▸ YOUR TASK:
Write out the material below verbatim, starting at its first line and ending at the line that contains "725,342,930,517".

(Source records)
□ □ □ □ □

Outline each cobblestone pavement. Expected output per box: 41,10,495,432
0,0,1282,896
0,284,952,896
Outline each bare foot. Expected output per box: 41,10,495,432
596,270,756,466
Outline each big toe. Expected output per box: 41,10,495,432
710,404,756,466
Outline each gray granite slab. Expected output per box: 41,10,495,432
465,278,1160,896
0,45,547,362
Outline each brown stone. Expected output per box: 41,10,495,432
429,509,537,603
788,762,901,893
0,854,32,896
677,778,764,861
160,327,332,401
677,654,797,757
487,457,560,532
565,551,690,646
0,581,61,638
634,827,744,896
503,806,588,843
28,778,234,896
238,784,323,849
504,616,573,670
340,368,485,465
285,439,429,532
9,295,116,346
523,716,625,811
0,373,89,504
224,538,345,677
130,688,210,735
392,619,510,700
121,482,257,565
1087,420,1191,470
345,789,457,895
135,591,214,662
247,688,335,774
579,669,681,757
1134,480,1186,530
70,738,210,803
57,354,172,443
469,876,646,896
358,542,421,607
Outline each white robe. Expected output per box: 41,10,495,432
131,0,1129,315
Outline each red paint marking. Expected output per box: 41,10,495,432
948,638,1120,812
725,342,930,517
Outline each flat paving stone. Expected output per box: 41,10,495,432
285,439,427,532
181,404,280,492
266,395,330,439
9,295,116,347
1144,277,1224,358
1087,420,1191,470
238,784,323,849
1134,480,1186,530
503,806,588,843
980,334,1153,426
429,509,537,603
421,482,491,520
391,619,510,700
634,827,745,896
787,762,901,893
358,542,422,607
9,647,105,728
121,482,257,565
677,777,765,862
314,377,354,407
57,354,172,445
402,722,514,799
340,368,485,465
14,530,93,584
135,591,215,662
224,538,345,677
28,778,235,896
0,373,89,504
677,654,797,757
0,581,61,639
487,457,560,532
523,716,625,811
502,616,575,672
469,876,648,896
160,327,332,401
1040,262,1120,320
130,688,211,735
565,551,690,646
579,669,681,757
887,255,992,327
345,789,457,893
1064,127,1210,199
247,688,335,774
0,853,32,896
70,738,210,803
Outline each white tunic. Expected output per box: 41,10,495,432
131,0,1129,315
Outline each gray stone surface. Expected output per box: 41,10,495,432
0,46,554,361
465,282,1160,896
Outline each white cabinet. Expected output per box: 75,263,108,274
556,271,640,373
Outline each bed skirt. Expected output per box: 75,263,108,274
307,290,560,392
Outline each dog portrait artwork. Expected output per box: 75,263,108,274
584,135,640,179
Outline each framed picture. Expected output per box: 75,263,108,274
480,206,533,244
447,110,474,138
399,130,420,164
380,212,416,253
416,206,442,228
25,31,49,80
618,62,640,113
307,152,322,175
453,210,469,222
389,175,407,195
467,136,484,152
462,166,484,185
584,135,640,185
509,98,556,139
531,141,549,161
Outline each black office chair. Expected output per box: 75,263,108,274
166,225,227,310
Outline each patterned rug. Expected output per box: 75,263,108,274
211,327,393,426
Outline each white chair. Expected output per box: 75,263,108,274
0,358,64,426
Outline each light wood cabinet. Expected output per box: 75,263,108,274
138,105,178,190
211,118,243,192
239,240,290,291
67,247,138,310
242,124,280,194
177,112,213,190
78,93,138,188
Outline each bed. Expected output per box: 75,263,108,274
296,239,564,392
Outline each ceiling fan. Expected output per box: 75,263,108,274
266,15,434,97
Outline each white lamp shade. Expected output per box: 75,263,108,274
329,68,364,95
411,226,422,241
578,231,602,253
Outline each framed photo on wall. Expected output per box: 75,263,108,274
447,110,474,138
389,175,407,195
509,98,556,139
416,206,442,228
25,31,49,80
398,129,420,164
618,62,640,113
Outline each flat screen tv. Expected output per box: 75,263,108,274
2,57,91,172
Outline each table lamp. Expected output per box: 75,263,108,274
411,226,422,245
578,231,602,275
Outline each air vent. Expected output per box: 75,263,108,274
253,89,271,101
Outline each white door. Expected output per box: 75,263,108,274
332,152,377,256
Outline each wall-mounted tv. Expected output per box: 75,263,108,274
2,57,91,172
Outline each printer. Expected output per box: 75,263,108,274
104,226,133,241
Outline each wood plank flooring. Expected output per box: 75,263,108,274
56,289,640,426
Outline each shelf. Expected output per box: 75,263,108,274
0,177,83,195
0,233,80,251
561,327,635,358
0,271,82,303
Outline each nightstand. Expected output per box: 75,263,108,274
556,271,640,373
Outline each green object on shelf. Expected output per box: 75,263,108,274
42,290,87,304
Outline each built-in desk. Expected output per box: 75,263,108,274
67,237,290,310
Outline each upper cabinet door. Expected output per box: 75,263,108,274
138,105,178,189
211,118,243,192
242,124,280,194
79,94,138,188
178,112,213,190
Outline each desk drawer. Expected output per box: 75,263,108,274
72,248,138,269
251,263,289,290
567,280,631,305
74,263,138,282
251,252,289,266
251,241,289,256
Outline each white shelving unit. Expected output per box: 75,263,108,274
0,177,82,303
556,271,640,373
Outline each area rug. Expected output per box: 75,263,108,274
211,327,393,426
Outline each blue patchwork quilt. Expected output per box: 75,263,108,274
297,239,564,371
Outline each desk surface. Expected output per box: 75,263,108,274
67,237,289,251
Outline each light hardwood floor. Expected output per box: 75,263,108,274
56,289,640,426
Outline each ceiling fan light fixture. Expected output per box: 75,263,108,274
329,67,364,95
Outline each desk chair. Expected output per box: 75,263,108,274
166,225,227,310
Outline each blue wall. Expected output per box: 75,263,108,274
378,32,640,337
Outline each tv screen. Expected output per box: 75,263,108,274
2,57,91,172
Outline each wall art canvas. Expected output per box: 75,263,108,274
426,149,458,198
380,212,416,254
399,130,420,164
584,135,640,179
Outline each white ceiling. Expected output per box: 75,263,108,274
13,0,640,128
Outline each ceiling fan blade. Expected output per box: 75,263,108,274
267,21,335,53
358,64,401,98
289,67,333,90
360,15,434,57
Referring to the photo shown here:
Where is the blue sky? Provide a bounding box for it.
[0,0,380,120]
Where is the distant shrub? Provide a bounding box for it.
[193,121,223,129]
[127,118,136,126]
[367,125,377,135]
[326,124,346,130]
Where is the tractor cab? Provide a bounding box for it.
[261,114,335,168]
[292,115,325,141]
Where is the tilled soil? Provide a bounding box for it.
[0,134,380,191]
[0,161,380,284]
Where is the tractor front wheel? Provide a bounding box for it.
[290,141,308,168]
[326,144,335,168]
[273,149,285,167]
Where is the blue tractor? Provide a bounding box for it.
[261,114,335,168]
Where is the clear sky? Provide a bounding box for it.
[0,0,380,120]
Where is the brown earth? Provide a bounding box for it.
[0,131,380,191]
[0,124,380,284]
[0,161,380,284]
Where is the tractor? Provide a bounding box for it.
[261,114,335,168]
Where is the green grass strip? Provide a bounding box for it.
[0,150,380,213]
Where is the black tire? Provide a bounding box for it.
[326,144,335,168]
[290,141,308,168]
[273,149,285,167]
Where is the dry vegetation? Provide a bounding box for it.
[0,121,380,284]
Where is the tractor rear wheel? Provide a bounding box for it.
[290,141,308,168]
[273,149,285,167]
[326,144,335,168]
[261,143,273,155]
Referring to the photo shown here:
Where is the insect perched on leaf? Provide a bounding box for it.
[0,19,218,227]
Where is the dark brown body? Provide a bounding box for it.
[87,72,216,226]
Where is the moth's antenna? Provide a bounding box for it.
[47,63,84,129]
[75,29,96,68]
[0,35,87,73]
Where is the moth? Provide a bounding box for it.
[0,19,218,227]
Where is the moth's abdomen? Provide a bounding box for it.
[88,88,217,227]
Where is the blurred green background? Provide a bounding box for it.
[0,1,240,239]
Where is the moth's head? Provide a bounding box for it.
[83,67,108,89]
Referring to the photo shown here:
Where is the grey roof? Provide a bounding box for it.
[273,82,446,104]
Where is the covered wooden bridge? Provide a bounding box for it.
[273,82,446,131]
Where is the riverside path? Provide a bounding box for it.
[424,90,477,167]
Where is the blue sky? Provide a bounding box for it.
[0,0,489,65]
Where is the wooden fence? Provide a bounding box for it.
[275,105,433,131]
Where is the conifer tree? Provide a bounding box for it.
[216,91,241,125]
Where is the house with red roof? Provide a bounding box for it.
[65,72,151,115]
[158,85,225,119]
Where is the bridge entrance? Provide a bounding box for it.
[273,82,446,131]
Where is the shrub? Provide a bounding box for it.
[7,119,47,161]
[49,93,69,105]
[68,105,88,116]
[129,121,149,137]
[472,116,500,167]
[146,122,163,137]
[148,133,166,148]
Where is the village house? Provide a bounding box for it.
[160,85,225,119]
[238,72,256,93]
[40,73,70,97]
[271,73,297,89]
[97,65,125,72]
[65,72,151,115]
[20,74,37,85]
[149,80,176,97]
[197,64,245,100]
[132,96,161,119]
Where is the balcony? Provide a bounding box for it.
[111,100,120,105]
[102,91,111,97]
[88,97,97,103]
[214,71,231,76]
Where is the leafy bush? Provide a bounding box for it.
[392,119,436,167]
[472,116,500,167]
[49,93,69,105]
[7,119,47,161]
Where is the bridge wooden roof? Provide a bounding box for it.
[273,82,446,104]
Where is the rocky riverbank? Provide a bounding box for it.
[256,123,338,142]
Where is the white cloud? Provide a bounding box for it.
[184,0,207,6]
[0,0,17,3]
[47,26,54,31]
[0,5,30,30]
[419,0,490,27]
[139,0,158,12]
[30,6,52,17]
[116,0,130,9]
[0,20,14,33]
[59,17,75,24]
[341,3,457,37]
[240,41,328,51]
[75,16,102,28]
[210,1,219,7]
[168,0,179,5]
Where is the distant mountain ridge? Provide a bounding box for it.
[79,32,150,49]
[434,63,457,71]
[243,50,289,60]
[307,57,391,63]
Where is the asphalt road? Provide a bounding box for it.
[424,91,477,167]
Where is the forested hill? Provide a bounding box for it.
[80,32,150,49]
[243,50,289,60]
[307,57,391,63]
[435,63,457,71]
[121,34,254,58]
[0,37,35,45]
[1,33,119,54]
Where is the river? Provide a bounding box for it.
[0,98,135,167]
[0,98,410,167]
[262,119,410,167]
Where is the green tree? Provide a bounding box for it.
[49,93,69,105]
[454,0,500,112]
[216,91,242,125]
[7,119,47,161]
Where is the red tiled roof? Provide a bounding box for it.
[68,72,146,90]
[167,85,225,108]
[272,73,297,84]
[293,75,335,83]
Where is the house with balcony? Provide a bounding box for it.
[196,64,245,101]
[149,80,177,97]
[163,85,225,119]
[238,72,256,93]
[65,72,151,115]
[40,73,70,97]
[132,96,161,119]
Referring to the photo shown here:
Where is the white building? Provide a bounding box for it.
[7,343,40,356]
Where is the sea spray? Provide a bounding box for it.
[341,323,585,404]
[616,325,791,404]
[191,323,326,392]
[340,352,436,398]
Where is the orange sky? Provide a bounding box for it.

□ □ □ □ □

▸ FULL RESPONSE:
Outline each cobblestone pavement. Expected output per box: 41,10,495,432
0,0,1282,896
0,284,952,896
Outline each bare foot. Expected output per box: 41,10,495,432
596,270,756,466
Outline each big toe. Expected output per box: 41,10,495,432
710,404,756,466
Outline each gray granite slab. Expected output per box: 41,10,495,432
465,278,1160,896
0,45,547,362
Outline each brown stone. Expected output per box: 41,10,495,432
429,509,537,603
788,762,901,893
0,854,32,896
677,778,764,861
160,327,332,401
677,654,797,757
487,457,560,532
565,551,690,646
0,581,61,638
634,827,744,896
503,806,588,843
28,778,234,896
238,784,323,849
504,616,573,670
340,368,485,465
285,439,429,532
9,295,116,346
523,716,625,811
0,373,89,504
224,538,345,677
130,688,210,735
392,619,510,700
121,482,257,565
1087,420,1191,470
345,789,457,895
135,591,214,662
247,688,335,774
579,669,681,757
1134,480,1186,530
70,738,210,803
57,354,172,443
469,876,646,896
358,542,421,607
Outline each white robe. Expected output per box: 41,10,495,432
131,0,1129,315
Outline each red paint marking. Expected output per box: 41,10,495,432
948,638,1120,812
725,342,930,517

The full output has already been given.